Shirley Tilghman becomes Emeritus Professor

Written by
Office of Communications, Princeton University
July 7, 2020

Photo by Sameer A. Khan/Fotobuddy

From the Office of Communications on the Princeton University Home Page. 

Professor Tilghman was instrumental in the molecular cloning of the first mammalian genes at the National Institutes of Health, in particular the mouse beta-globin gene, which provided significant insight into the regulation of gene expression. At the Institute for Cancer Research at the Fox Chase Cancer Center in Philadelphia, she and her team characterized enhancer sequences in the DNA that allow tissue specific regulation of the expression of the two genes, which was another important step in the understanding of eukaryotic gene regulation.

She joined the Princeton faculty in 1986, soon after the newly built Lewis Thomas Laboratory opened. In 1988, she also became a member of the Howard Hughes Medical Institute. At Princeton, she continued her research focus on her longstanding interest in the control of gene expression in developing mouse embryos, and launched her now textbook analysis of parental imprinting in mice.

══════════════════════════════

» **List of tasks**
A: In the article on Shirley Tilghman, what year did she join the Princeton faculty?
B: Condense the paragraph of the article on Shirley Tilghman that begins "She joined the Princeton faculty" into a short bulleted list that keeps its main facts.
C: Print the portion of the article on Shirley Tilghman starting at "From the Office" and ending at "eukaryotic gene regulation.".
The listing comes from a separate source, unrelated to the article on Shirley Tilghman.

[Dataset records]

══════════════════════════════

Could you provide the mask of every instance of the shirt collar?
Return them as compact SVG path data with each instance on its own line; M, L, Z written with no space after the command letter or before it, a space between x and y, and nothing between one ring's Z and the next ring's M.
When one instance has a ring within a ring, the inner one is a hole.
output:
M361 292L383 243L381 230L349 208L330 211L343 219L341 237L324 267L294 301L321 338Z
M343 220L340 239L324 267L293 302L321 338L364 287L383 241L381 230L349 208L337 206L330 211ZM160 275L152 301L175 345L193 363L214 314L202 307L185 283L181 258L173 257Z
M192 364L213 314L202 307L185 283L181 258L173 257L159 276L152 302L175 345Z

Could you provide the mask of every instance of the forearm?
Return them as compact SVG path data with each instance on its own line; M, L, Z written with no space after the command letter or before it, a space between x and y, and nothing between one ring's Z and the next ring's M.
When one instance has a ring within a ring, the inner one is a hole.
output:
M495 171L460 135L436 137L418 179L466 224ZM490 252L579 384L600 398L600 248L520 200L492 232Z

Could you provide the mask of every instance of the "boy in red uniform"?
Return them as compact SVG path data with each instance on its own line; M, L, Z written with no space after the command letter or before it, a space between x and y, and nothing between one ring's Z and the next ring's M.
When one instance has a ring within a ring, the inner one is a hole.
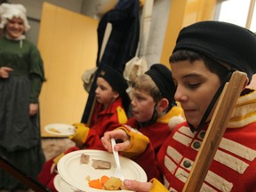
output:
M109 139L122 138L124 142L115 149L130 156L131 152L135 154L164 184L156 179L147 183L126 180L125 188L150 192L182 190L212 116L215 106L210 103L217 100L218 90L239 70L248 78L201 190L256 191L256 91L246 88L256 73L255 50L255 34L230 23L202 21L180 32L170 64L177 88L174 98L184 109L187 122L175 127L161 147L156 162L148 139L141 134L122 127L105 132L101 139L111 151Z
M174 100L175 85L171 70L154 64L137 76L132 89L132 114L127 125L148 137L156 154L174 126L184 120Z
M69 148L44 164L37 177L41 183L52 191L56 191L53 185L53 179L56 175L54 170L57 163L65 154L81 148L102 149L100 138L103 136L103 133L127 122L126 111L130 105L130 100L125 92L127 87L128 84L122 74L108 66L102 68L97 76L95 90L97 101L91 127L82 123L74 124L76 130L69 139L76 146Z

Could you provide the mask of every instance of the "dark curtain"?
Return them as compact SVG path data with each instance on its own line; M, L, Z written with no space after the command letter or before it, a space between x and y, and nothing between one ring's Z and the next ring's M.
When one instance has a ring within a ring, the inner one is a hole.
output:
M82 116L82 123L87 123L94 100L96 76L102 66L108 65L123 74L125 63L135 56L140 38L139 0L119 0L115 9L108 12L101 18L98 33L98 69L89 92L89 97ZM100 54L108 22L112 24L112 30L106 44L102 58ZM115 78L115 77L113 77Z

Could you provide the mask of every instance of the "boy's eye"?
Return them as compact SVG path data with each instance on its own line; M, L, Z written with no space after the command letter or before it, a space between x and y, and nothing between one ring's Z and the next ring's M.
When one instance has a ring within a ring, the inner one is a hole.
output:
M196 84L188 84L187 86L190 89L196 89L197 87L200 86L200 83L196 83Z

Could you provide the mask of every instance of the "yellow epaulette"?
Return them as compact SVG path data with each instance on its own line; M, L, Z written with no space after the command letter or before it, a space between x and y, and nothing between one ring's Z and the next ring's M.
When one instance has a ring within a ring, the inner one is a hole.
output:
M125 111L119 106L116 108L118 123L125 124L128 120Z

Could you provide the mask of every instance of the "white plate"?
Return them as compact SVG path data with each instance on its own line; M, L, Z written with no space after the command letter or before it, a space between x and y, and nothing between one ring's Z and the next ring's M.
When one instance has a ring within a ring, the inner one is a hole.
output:
M81 154L90 156L89 164L80 164ZM111 164L110 170L95 170L92 166L92 159L108 161ZM136 180L146 182L147 174L144 170L131 159L120 156L122 173L125 179ZM77 150L65 155L58 162L58 172L61 178L75 188L85 192L100 192L100 190L90 188L86 177L96 180L102 175L113 176L116 171L114 156L111 153L101 150ZM114 191L114 190L113 190ZM118 192L128 192L130 190L118 190ZM131 192L131 191L130 191Z
M44 130L51 134L61 136L73 135L75 132L75 127L66 124L51 124L46 125Z
M82 192L81 190L76 189L74 187L67 183L64 180L62 180L60 174L57 174L54 177L53 183L56 190L60 192Z

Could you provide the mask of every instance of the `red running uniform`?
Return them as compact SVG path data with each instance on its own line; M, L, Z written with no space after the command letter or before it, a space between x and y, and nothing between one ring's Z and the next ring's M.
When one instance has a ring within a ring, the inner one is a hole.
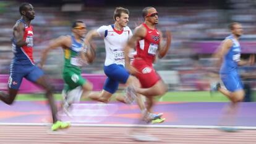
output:
M137 55L134 56L132 65L139 71L135 76L140 81L142 88L148 88L160 79L153 68L160 41L160 34L157 29L150 29L145 23L142 23L142 25L147 29L147 34L137 43Z

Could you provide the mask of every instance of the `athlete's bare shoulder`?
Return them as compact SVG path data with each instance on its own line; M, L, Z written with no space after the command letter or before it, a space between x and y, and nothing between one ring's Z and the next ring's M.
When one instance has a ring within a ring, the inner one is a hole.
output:
M147 34L147 29L142 25L136 27L134 30L134 34L137 36L143 38Z

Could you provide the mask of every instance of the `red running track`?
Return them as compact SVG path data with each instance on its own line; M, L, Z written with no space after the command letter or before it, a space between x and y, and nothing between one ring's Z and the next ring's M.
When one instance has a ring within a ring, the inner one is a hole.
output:
M160 142L137 142L130 138L132 129L143 130ZM48 126L0 126L0 143L256 143L255 130L224 132L214 129L131 128L72 126L51 132Z

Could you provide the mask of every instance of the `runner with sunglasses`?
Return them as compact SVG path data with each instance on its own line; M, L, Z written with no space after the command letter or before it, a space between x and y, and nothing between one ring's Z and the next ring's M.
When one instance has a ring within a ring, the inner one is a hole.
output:
M137 26L134 35L128 41L125 48L126 66L130 73L139 80L142 87L130 89L131 94L138 93L146 96L147 108L151 112L154 105L154 97L163 95L167 90L167 86L153 67L156 57L163 58L171 46L171 34L166 32L166 42L163 46L163 37L156 25L158 23L158 13L153 7L145 7L143 11L144 23ZM137 54L130 63L129 52L136 45ZM158 119L161 121L161 119Z
M101 37L104 39L106 49L106 60L104 72L107 79L101 93L92 93L89 98L108 103L111 96L118 89L119 84L124 84L128 86L128 94L126 95L117 95L116 98L125 103L131 103L136 99L143 118L148 121L156 119L162 114L149 113L146 109L142 97L137 97L135 94L131 94L129 89L131 86L139 87L139 81L130 74L124 68L124 47L127 41L132 36L132 31L127 26L129 12L123 7L117 7L114 12L114 23L108 26L100 26L96 30L88 32L86 39L90 41L93 38ZM163 122L163 121L160 121Z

══════════════════════════════

» **Answers to the exercises**
A: 1986

B:
- Joined the Princeton faculty in 1986, soon after the new Lewis Thomas Laboratory opened
- Became a member of the Howard Hughes Medical Institute in 1988
- Continued her research on the control of gene expression in developing mouse embryos
- Launched her now textbook analysis of parental imprinting in mice

C:
From the Office of Communications on the Princeton University Home Page. 

Professor Tilghman was instrumental in the molecular cloning of the first mammalian genes at the National Institutes of Health, in particular the mouse beta-globin gene, which provided significant insight into the regulation of gene expression. At the Institute for Cancer Research at the Fox Chase Cancer Center in Philadelphia, she and her team characterized enhancer sequences in the DNA that allow tissue specific regulation of the expression of the two genes, which was another important step in the understanding of eukaryotic gene regulation.